Extract –
§ §

I. An Alliance that Incited Fear.

A. In the days of Ahaz. Ahaz succeeded Jotham, who “did what was right in the sight of the Lord,” and “prepared his ways before the Lord his God” (2 Chronicles 27: 2, 6). The reign of Jotham is described in 2 Kings 15:32-38 and 2 Chronicles 27:1-9. Apparently, Isaiah gave no written prophecy during these years. He was allowed to speak freely by Jotham.

  1. Ahaz did not do what was right but followed the ways of the kings of Israel and even offered his children in the fire. He followed the ways neither of Uzziah nor Jotham but completely capitulated to the culture around him and did the “abominations of the nations whom the Lord had cast out before the children of Israel” (2 Chronicles 28:1-4)
  2. Syria and Israel had allied against Judah. Edomites and Philistines also had attacked cities and carried away captives. “For the Lord brought Judah low because of Ahaz king of Israel, for he had encouraged moral decline in Judah and had been continually unfaithful to the Lord” (2 Chronicles 28:19).
  3. In a remarkable manifestation of providential mercies and spiritual perception on the part of some leaders of Israel, 200,000 persons taken captive by the invading Israelites were treated with kindness and returned to Judah (2 Chronicles 28:9-15).
  4. In his fear, Ahaz had sought to placate his tormenters by adopting their gods and sacrificing to them (2 Chronicles 28: 23; 2 Kings 16:10-13) He was deaf to the discipline the Lord was pouring out on him and the nation. He refused to hear the words of the prophet Isaiah. He sought an alliance with the Assyrians in his desperation over the threat of Israel and Syria as well as the other attackers (2 Chronicles 28:10). They did not come directly to his aid in Jerusalem but attacked Syria in Damascus.
  5. A war on Jerusalem. -Having been successful in their campaigns against the other cities of Judah, now Israel under Pekah and Syria under Rezin sought to take Jerusalem but could not overcome the city (Isaiah 7:1; 2 Kings 16:5).
  6. The reception of fearful news. When Ahaz heard that Syria and Israel planned an attack on Jerusalem, he was extremely fearful and the city shared his fright (Isaiah 7:2). Isaiah uses the picturesque language, “His heart and the hearts of his people shook as the trees of the forest shake with the wind.”

§ §

Stored data –
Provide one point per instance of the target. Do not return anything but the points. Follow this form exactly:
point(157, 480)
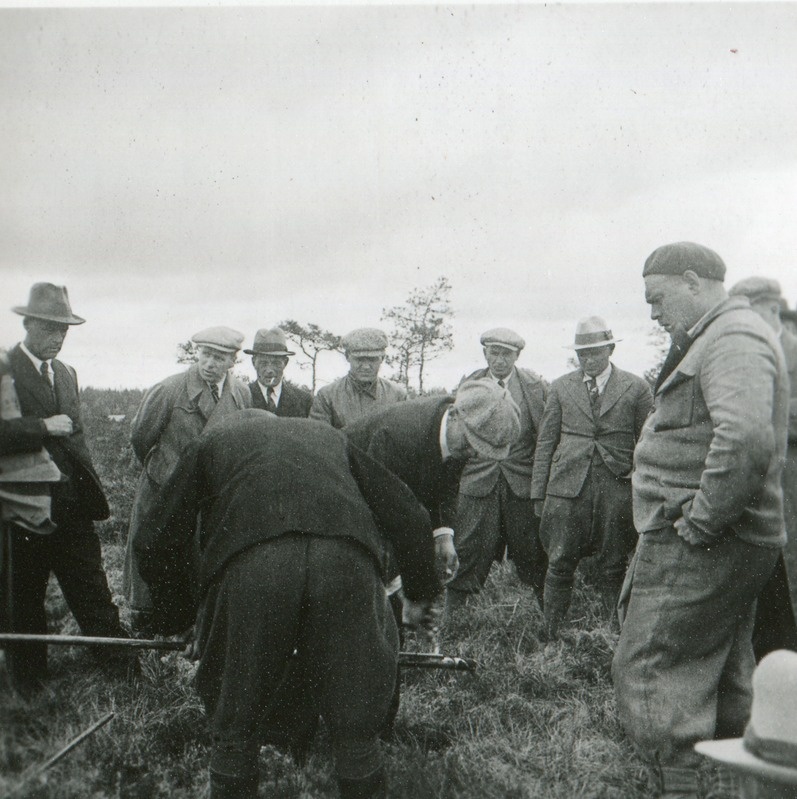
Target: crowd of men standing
point(299, 533)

§ §

Exercise description – Which passages from 2 Kings does the outline on Ahaz's reign cite? List every one.

Finished exercise –
- 2 Kings 15:32-38
- 2 Kings 16:10-13
- 2 Kings 16:5